[Entries taken from a collection]
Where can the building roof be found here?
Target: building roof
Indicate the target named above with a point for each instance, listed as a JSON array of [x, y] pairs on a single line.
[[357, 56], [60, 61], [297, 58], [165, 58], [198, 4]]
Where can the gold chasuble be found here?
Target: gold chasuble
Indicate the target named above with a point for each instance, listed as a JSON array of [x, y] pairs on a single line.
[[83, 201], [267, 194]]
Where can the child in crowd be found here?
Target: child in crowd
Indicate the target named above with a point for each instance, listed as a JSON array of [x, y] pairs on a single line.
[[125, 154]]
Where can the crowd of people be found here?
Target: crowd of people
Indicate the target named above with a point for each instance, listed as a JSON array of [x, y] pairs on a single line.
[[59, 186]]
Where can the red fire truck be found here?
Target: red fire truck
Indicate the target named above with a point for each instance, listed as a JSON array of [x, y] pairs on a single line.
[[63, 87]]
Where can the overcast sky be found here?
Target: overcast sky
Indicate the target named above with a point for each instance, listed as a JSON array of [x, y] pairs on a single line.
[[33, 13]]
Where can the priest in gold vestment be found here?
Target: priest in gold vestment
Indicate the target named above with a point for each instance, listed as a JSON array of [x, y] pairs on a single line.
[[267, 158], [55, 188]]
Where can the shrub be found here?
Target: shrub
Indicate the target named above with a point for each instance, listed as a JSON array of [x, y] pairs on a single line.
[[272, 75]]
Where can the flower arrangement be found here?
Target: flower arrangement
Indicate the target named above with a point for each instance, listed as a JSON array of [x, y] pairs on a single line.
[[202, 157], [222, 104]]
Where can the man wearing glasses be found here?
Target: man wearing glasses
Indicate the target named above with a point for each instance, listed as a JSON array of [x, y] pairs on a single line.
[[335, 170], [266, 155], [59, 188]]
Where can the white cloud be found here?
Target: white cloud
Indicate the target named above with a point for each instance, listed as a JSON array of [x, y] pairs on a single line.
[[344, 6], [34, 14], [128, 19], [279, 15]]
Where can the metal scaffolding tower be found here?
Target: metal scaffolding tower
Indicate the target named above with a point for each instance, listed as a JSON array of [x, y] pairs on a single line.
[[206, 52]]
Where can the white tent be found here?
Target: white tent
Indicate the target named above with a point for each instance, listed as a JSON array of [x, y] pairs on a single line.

...

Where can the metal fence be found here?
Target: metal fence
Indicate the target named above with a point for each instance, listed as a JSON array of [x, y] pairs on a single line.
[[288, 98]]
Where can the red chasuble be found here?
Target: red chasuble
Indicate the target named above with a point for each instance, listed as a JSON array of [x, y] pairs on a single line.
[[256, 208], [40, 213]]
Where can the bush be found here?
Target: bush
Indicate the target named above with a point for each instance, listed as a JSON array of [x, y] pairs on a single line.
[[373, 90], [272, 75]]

● Exercise objective
Reproduce verbatim the rows from the line that contains "Where can the red fire truck be found here?" through the line that contains "[[272, 75]]", including both of those lines.

● Output for this exercise
Where can the red fire truck be found here?
Target: red fire truck
Indicate the target named above with a point for each instance, listed as a JSON array of [x, y] pairs on a single line.
[[63, 87]]
Where can the overcast sky be found here?
Target: overcast sky
Indicate the target named above with a point for each instance, listed as a JSON array of [x, y] pairs on a single line.
[[33, 13]]
Where can the priest in gold vestment be found here?
Target: priest in gold vestment
Indicate the target named above with a point for each instance, listed as a JSON array of [x, y] pairs on a single line.
[[267, 158], [55, 188]]
Where can the shrub be found here?
Target: shrub
Indicate the target named above with a point for each instance, listed as a JSON array of [x, y] pairs on a single line.
[[272, 75]]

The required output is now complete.